• **Task prompt**: Reproduce the stretch of the records from the line containing "The component shall place one marker per instance of the ripple" through the end of the records, both ends included.

• **Entries**:

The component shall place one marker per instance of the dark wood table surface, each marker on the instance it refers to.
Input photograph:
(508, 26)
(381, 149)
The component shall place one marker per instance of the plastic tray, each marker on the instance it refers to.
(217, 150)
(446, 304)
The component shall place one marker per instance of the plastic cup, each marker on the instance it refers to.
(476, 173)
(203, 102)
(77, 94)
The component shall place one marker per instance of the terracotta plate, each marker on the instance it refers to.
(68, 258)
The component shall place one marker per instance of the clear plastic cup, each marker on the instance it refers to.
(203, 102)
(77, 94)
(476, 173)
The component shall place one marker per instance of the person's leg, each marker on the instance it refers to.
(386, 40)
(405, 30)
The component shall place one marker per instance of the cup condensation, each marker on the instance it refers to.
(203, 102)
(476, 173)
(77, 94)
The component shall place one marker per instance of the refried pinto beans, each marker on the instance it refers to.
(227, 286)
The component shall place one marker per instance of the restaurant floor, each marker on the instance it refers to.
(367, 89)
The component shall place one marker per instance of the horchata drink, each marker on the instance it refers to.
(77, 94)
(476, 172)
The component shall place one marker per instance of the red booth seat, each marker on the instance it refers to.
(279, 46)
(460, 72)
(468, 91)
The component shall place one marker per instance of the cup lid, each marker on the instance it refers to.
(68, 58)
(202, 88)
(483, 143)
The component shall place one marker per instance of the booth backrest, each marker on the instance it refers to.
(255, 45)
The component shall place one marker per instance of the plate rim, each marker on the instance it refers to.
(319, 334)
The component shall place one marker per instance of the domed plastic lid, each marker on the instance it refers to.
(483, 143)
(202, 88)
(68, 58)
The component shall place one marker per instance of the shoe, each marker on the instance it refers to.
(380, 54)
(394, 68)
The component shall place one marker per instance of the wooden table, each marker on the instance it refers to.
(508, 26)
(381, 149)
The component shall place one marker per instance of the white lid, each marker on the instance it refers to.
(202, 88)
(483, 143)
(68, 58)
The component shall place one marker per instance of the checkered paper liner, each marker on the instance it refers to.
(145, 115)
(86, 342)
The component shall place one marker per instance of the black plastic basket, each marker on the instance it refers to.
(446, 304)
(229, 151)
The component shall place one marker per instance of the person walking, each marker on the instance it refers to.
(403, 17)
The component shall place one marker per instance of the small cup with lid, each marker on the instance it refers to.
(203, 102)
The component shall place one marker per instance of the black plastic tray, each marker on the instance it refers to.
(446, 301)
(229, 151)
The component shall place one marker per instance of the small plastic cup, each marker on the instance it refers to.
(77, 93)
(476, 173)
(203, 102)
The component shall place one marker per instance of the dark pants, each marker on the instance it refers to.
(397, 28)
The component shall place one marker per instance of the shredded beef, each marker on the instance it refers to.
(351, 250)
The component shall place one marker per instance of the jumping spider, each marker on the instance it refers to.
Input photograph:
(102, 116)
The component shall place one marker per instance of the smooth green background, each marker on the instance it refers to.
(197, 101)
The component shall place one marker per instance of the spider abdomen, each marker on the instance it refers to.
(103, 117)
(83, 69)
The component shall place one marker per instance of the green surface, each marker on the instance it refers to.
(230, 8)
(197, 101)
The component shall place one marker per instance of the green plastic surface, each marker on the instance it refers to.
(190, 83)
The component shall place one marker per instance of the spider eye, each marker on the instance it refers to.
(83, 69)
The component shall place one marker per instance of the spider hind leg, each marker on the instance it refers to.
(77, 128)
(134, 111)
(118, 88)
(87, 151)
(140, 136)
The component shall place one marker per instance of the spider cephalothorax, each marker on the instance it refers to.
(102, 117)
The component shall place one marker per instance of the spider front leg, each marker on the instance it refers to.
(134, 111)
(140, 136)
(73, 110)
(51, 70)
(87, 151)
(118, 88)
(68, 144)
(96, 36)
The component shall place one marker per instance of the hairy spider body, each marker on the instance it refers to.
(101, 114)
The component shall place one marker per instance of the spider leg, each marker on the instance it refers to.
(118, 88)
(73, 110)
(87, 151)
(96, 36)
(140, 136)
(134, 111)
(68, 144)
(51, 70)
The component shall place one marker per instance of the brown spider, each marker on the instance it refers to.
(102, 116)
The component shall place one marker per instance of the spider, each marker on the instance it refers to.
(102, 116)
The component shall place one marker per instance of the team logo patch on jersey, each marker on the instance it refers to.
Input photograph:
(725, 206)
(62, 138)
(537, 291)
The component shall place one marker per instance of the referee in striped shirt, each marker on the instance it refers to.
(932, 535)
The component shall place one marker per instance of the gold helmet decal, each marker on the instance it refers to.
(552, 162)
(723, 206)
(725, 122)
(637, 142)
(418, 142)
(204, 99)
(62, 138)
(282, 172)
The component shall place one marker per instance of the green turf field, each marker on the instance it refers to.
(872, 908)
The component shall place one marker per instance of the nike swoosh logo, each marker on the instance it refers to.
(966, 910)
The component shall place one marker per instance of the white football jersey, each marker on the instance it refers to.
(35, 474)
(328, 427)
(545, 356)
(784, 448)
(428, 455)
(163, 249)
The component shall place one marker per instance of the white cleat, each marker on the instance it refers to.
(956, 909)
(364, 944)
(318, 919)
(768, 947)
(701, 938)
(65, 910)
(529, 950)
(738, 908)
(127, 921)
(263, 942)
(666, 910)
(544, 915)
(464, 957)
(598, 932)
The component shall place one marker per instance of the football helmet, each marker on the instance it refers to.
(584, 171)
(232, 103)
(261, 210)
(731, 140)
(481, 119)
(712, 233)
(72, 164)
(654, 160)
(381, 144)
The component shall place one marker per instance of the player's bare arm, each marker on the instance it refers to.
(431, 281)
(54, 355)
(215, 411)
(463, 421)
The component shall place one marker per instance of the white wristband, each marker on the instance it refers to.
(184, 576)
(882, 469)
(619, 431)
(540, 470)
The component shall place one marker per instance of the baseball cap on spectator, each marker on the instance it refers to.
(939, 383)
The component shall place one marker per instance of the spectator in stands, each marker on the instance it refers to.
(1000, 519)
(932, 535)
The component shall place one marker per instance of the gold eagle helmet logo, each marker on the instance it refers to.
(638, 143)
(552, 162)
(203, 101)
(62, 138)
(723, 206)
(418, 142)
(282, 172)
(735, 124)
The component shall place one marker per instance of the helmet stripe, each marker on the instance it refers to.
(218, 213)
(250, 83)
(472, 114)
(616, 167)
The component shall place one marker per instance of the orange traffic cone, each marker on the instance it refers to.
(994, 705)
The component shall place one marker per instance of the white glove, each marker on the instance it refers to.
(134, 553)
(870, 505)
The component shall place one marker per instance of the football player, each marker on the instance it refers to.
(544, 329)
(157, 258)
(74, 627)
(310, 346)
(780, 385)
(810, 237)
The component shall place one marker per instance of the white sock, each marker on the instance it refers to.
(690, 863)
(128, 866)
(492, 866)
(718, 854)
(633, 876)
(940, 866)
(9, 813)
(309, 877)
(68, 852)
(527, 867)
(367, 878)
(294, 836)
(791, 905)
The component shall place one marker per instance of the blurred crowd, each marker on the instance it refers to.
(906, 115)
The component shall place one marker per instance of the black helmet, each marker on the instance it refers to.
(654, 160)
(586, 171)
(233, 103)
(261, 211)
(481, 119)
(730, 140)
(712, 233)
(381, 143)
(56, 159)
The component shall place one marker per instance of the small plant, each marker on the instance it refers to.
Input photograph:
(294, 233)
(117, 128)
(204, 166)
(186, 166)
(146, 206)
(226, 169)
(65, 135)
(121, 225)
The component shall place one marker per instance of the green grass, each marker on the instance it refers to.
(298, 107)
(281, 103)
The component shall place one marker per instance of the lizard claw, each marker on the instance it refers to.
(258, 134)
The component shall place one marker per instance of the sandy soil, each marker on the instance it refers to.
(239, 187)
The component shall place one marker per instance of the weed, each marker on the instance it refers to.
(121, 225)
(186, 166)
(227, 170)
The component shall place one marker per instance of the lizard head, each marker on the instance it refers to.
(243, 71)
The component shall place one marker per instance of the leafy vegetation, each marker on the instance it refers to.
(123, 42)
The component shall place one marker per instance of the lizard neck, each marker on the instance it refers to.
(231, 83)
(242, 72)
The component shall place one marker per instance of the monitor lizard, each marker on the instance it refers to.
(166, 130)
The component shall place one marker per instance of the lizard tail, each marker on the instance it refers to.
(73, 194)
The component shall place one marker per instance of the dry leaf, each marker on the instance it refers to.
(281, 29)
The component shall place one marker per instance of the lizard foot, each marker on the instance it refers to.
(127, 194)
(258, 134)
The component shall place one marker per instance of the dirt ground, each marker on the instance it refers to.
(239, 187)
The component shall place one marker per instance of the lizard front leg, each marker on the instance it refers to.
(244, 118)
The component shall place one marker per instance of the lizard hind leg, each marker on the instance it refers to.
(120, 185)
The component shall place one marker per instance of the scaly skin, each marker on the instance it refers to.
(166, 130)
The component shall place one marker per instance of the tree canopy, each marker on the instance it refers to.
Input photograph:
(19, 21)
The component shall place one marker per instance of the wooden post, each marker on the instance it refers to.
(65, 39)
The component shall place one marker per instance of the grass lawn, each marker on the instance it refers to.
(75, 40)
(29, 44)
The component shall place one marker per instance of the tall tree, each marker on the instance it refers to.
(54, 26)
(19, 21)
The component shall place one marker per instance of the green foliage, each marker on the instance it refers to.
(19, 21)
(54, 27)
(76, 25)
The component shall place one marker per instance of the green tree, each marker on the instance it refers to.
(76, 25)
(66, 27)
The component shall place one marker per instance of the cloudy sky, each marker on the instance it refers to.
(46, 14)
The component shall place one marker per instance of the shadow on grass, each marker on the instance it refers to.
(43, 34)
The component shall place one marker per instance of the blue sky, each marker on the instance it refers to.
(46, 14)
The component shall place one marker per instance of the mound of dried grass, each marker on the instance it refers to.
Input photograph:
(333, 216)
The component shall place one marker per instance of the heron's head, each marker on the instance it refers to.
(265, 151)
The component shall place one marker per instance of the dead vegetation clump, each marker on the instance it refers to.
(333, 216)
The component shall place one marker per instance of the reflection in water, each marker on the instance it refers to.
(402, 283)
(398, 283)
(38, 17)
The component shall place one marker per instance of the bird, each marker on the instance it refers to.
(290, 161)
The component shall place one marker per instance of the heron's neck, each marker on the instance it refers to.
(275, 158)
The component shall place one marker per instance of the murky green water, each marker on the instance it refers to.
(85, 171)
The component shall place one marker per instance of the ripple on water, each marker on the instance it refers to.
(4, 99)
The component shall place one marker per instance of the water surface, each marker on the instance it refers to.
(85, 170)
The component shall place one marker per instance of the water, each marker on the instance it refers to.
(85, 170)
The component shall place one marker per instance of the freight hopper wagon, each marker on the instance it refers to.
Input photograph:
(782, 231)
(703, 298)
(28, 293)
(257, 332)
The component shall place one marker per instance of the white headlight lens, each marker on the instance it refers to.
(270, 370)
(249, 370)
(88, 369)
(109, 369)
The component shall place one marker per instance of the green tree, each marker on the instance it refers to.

• **Right answer**:
The component shall place one marker per instance of the ripple on water, each marker on the instance it refers to.
(4, 99)
The component shall place one marker per instance of the water surface, each marker on the instance it refers to.
(85, 170)
The component shall place one marker per instance of the water, each marker on the instance it refers to.
(85, 170)
The component shall place one marker per instance of the freight hopper wagon, each marker on the instance it refers to.
Input photograph:
(782, 231)
(703, 298)
(28, 293)
(257, 332)
The component shall place one marker per instance of the white headlight lens, each marker on the instance it refers to.
(270, 370)
(249, 370)
(88, 369)
(109, 369)
The component shall place one marker per instance of the green tree, each marker on the instance it refers to.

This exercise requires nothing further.